Problem to solve: Return every line of the data below without altering a single character.

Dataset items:
----------------

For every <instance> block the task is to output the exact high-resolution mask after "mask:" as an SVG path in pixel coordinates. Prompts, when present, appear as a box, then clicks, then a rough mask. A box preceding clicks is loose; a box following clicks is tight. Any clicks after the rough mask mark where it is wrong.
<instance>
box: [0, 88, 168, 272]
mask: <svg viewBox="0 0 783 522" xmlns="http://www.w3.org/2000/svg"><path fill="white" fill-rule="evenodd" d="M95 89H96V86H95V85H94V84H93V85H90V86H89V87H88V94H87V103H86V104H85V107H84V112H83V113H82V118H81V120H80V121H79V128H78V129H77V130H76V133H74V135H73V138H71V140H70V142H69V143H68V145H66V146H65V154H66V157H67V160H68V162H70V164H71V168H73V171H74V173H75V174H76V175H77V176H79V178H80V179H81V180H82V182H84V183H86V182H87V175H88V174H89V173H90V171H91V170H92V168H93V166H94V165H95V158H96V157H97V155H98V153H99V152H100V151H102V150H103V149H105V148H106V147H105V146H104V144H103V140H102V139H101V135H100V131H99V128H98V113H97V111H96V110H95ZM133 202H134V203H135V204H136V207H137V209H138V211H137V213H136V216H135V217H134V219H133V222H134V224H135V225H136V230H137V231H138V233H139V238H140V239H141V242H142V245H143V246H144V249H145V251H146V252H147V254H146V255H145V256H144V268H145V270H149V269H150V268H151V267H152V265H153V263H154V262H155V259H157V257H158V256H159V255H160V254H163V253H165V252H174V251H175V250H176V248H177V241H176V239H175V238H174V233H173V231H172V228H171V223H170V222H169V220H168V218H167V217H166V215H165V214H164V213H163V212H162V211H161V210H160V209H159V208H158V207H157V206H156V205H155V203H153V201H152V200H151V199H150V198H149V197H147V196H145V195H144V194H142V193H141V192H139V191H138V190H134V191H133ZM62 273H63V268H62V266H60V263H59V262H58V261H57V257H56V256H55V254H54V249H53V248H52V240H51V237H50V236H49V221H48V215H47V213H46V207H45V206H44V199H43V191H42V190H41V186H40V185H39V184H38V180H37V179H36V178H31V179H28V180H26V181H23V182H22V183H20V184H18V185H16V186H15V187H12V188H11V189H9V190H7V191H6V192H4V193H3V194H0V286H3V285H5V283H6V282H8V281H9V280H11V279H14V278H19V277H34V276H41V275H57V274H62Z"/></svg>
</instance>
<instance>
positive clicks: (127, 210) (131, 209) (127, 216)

----------------

Task result:
For every <instance> block the task is to output the exact high-resolution mask after "mask:" as an SVG path in pixel coordinates. Prompts, when present, appear as a box, then clicks, then a rough mask. A box preceding clicks is loose; a box following clicks is tight. Any clicks after the rough mask mark where it is wrong.
<instance>
box: [0, 88, 168, 272]
mask: <svg viewBox="0 0 783 522" xmlns="http://www.w3.org/2000/svg"><path fill="white" fill-rule="evenodd" d="M95 89H96V86H95V85H94V84H93V85H90V86H89V87H88V94H87V103H86V104H85V107H84V112H83V113H82V118H81V120H80V121H79V128H78V129H77V130H76V133H74V135H73V138H71V140H70V142H69V143H68V145H66V146H65V154H66V157H67V160H68V162H70V164H71V168H73V171H74V173H75V174H76V175H77V176H79V178H80V179H81V180H82V182H84V183H86V182H87V175H88V174H89V173H90V171H91V170H92V168H93V166H94V165H95V158H96V157H97V155H98V153H99V152H100V151H102V150H103V149H105V148H106V147H105V146H104V144H103V140H102V139H101V135H100V131H99V128H98V113H97V111H96V110H95ZM133 202H134V203H135V204H136V207H137V209H138V211H137V213H136V216H135V217H134V219H133V222H134V224H135V225H136V230H137V231H138V233H139V238H140V239H141V242H142V245H143V246H144V249H145V251H146V252H147V254H146V255H145V256H144V268H145V270H149V269H150V268H151V267H152V265H153V263H154V262H155V259H157V257H158V256H159V255H160V254H163V253H165V252H174V251H175V250H176V248H177V241H176V239H175V238H174V233H173V231H172V228H171V223H170V222H169V220H168V218H167V217H166V215H165V214H164V213H163V212H162V211H161V210H160V209H159V208H158V207H157V206H156V205H155V203H153V201H152V200H151V199H150V198H149V197H147V196H145V195H144V194H142V193H141V192H139V191H138V190H134V191H133ZM62 273H63V268H62V266H60V263H59V262H58V261H57V257H56V256H55V254H54V249H53V248H52V240H51V237H50V236H49V221H48V215H47V213H46V207H45V206H44V199H43V191H42V190H41V186H40V185H39V184H38V180H37V179H36V178H31V179H28V180H26V181H23V182H22V183H20V184H18V185H16V186H15V187H12V188H11V189H9V190H7V191H6V192H4V193H3V194H0V286H3V285H5V283H6V282H8V281H9V280H11V279H14V278H19V277H34V276H41V275H57V274H62Z"/></svg>
</instance>
<instance>
positive clicks: (127, 210) (131, 209) (127, 216)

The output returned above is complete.